| Your instructions |
Rescale the rows below by reproducing every text line, leaving the sample coordinates in the format lines as they are, and multiplying each answer point coordinate by 0.75, rounded to the nearest whole number with halves rounded up. Omit the pictures from your output.

| Material to process |
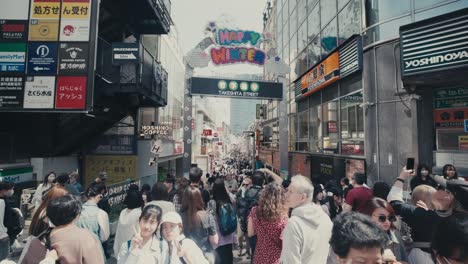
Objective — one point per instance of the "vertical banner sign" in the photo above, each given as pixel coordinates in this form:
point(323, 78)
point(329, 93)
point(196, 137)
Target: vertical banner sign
point(73, 58)
point(13, 30)
point(44, 20)
point(11, 91)
point(42, 58)
point(75, 22)
point(71, 92)
point(39, 92)
point(12, 57)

| The completed task |
Objective — one point per instance of the "vertical banner sign" in the photo above, each given as pixel coordinates in this form:
point(323, 78)
point(329, 93)
point(196, 137)
Target: vertical banner sign
point(55, 44)
point(10, 23)
point(33, 15)
point(8, 68)
point(32, 44)
point(56, 17)
point(53, 69)
point(29, 69)
point(9, 43)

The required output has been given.